What is required:
The required result is each line of the entries below containing the string "tree".

Supplied material:
-=-=-=-=-
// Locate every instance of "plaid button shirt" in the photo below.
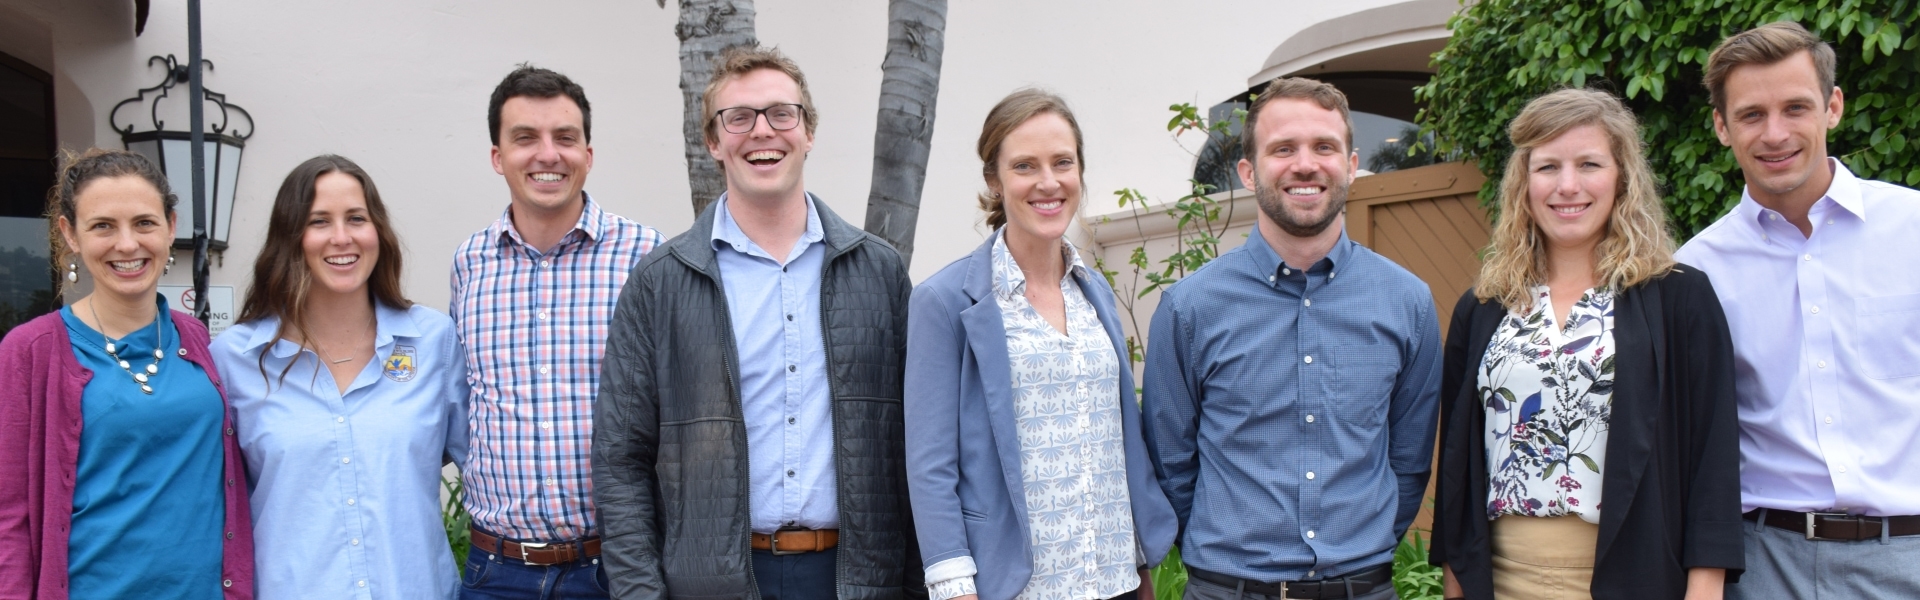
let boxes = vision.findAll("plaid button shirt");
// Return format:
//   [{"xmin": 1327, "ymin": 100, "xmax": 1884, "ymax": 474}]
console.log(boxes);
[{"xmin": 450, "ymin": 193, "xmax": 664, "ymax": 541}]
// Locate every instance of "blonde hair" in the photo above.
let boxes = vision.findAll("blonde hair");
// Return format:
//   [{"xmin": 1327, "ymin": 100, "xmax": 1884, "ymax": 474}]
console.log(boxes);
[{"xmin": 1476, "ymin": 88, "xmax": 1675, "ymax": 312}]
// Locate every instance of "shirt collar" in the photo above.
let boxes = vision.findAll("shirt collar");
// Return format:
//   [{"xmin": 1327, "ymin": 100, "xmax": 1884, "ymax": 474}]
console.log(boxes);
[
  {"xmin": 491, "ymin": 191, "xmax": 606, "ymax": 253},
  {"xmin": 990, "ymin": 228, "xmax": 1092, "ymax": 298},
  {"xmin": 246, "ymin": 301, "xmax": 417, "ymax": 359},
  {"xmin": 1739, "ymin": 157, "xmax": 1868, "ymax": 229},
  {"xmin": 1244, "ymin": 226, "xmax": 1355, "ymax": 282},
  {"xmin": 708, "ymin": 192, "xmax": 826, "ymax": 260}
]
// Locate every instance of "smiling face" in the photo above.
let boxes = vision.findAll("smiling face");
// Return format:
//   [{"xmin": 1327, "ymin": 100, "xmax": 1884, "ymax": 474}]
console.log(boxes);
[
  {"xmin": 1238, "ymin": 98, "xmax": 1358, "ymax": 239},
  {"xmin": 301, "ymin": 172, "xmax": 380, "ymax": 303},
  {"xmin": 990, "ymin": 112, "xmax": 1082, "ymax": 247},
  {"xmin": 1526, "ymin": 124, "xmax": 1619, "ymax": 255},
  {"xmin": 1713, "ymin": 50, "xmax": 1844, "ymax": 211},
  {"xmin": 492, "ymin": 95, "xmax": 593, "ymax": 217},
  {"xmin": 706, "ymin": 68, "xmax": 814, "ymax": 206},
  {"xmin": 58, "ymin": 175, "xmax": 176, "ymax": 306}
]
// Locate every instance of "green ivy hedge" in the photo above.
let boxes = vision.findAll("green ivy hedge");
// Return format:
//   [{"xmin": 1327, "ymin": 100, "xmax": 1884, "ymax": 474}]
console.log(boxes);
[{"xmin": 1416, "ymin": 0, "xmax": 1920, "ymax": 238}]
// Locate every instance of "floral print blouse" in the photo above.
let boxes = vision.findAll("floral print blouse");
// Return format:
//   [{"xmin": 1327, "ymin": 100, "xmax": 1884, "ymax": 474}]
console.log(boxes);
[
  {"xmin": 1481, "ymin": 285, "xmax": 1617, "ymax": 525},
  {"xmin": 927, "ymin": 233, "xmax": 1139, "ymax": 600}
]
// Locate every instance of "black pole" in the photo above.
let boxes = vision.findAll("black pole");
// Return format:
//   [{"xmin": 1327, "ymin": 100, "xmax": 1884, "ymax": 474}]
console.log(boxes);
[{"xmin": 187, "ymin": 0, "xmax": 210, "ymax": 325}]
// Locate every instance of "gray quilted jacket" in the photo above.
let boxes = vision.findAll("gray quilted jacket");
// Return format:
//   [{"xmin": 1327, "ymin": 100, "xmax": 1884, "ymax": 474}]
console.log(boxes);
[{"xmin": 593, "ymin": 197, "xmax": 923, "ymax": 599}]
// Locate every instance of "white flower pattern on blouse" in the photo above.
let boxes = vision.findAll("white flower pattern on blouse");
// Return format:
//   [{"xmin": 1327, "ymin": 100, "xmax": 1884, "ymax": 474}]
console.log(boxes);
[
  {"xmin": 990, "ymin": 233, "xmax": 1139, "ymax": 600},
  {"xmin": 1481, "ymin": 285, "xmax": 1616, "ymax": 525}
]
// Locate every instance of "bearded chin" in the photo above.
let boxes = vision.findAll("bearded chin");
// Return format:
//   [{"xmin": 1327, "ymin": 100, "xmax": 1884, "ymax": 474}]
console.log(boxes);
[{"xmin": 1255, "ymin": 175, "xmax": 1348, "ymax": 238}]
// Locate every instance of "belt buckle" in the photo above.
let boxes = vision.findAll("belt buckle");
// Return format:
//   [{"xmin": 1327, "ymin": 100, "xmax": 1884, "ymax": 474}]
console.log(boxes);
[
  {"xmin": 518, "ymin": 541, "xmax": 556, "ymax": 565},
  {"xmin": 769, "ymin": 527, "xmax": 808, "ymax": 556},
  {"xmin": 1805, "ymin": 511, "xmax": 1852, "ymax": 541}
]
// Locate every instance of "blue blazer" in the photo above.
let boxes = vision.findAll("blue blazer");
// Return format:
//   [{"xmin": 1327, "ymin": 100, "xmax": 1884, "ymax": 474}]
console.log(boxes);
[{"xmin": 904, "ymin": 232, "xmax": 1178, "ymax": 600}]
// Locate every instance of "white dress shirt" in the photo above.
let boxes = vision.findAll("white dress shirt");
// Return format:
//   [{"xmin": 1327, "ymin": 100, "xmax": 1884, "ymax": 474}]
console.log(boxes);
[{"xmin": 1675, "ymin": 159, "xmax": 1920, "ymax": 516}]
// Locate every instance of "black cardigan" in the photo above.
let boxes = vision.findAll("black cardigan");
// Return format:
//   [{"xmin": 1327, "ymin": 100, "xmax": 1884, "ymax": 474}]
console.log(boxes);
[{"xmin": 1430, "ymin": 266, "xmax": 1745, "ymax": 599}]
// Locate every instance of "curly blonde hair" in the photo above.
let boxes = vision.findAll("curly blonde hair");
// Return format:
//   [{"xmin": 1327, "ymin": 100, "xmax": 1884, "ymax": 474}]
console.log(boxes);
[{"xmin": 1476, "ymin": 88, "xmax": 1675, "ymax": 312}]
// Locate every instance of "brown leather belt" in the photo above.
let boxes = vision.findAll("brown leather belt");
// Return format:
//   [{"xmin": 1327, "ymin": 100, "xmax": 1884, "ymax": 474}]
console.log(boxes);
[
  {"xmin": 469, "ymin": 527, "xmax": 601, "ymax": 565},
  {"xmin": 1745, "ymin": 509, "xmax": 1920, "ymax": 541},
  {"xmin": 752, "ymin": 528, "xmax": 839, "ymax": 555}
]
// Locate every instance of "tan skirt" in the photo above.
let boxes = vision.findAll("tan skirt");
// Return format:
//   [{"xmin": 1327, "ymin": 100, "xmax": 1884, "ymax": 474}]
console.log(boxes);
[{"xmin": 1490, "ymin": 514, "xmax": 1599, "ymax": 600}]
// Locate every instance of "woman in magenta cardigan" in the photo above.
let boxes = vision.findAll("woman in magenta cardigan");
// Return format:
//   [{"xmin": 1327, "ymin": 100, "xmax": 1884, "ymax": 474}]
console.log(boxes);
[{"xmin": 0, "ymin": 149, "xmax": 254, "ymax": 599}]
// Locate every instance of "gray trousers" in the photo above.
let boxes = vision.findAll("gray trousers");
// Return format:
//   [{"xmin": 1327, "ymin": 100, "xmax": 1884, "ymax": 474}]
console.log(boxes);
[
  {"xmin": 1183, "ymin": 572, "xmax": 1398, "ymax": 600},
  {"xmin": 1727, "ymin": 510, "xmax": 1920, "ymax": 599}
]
-=-=-=-=-
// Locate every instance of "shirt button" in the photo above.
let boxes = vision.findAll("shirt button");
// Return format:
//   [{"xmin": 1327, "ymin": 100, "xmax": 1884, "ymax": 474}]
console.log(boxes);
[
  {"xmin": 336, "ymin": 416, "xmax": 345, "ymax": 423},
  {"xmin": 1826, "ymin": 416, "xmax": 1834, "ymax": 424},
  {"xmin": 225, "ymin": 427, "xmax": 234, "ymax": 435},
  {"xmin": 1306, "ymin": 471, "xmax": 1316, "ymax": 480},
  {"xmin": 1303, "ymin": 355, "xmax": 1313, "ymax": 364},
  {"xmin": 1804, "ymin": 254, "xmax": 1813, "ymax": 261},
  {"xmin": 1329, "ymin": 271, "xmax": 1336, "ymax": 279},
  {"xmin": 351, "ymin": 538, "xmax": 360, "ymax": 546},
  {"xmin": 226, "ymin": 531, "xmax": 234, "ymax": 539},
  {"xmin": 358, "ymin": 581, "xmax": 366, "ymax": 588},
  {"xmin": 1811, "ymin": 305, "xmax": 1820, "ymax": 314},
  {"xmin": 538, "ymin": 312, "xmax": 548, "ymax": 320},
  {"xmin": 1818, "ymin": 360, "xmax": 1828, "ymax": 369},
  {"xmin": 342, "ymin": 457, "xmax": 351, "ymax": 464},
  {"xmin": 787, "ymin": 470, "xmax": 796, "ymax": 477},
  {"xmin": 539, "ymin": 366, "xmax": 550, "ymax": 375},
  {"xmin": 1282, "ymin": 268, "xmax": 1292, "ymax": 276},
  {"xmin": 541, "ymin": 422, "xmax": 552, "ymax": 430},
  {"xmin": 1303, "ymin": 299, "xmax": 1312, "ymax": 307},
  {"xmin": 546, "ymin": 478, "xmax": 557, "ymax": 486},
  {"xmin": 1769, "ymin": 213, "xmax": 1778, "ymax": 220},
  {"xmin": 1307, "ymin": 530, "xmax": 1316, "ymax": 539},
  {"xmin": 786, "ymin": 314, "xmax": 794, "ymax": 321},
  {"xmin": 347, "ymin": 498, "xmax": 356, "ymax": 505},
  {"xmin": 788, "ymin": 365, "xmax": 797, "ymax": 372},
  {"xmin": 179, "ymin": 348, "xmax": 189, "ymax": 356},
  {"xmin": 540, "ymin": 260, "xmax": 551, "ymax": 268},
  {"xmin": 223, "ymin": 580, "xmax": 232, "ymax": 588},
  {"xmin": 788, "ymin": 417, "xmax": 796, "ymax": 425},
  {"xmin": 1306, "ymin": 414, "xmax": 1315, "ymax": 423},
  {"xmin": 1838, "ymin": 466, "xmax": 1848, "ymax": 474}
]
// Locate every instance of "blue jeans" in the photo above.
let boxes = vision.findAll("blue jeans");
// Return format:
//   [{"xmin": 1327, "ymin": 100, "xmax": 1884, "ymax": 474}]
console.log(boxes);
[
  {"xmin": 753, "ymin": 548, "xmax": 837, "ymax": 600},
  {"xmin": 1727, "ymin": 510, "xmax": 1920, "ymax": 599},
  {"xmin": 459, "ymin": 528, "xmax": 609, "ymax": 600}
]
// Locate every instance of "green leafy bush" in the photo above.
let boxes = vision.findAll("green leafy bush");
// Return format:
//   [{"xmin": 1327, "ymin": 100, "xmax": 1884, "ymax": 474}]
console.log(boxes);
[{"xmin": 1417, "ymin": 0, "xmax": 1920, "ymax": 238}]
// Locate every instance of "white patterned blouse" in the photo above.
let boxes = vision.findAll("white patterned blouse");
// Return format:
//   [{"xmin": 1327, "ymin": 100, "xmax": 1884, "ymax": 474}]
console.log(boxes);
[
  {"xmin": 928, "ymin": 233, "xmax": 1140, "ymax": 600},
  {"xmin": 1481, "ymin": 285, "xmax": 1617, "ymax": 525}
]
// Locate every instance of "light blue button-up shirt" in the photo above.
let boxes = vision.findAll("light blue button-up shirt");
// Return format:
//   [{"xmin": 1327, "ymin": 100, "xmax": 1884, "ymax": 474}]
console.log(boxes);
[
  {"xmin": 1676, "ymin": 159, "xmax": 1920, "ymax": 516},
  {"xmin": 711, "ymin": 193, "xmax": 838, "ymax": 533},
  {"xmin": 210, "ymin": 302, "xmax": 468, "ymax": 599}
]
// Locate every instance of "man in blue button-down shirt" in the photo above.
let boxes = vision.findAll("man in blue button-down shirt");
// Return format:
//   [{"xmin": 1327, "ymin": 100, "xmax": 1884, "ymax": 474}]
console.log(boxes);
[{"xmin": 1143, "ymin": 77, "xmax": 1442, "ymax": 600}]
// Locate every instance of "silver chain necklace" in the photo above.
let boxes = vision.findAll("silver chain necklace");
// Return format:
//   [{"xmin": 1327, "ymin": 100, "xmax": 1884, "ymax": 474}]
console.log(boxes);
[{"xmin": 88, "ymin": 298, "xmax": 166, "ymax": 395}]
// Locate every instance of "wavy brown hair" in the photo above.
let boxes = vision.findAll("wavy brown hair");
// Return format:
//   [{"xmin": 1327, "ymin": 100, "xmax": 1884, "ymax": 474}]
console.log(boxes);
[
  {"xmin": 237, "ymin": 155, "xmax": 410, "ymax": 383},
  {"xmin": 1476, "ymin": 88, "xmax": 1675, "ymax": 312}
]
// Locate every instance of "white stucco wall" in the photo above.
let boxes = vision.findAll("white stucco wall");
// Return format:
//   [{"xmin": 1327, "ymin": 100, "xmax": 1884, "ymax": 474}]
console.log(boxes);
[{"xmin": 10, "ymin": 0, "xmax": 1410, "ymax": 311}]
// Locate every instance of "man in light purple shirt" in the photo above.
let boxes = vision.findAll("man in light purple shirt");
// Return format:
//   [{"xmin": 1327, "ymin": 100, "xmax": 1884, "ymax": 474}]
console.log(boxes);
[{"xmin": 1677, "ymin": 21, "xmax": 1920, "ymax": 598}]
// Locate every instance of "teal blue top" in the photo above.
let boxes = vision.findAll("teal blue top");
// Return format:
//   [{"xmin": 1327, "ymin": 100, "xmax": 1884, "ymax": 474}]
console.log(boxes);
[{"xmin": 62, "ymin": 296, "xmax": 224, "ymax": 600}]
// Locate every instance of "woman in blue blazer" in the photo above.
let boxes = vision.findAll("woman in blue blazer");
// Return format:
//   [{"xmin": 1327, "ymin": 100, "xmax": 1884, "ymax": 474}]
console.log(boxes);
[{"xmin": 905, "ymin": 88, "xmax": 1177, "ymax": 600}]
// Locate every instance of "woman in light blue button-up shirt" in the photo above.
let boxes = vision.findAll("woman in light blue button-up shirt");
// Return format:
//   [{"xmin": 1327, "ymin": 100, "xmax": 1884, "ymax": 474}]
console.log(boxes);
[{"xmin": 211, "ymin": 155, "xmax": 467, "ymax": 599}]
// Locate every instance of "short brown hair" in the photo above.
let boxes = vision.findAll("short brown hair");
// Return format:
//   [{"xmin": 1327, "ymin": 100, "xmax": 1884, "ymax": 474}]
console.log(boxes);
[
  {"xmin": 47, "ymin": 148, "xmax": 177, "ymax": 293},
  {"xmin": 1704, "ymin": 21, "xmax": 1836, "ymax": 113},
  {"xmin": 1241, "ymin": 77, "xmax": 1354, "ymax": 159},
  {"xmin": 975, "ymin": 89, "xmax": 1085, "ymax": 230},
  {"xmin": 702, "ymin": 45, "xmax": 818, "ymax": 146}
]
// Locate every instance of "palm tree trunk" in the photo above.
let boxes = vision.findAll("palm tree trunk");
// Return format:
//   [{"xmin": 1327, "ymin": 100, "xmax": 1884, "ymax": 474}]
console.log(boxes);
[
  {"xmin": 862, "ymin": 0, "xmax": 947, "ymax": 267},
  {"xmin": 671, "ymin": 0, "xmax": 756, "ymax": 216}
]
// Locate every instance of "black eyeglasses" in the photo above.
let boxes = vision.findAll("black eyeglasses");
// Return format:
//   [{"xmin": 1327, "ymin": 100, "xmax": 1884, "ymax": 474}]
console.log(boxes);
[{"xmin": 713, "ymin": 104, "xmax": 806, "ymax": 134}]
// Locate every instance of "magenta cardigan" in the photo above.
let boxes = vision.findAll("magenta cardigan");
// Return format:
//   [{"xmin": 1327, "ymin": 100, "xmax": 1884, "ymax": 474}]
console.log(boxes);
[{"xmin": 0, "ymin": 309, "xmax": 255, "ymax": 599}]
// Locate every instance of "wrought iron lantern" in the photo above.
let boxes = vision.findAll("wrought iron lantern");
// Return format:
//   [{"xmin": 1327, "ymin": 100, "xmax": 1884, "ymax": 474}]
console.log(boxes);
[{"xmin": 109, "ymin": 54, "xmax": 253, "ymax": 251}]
-=-=-=-=-
Expected answer:
// Locate every instance of "palm tree trunk" in the photo above.
let boxes = vision.findAll("palm tree trunk");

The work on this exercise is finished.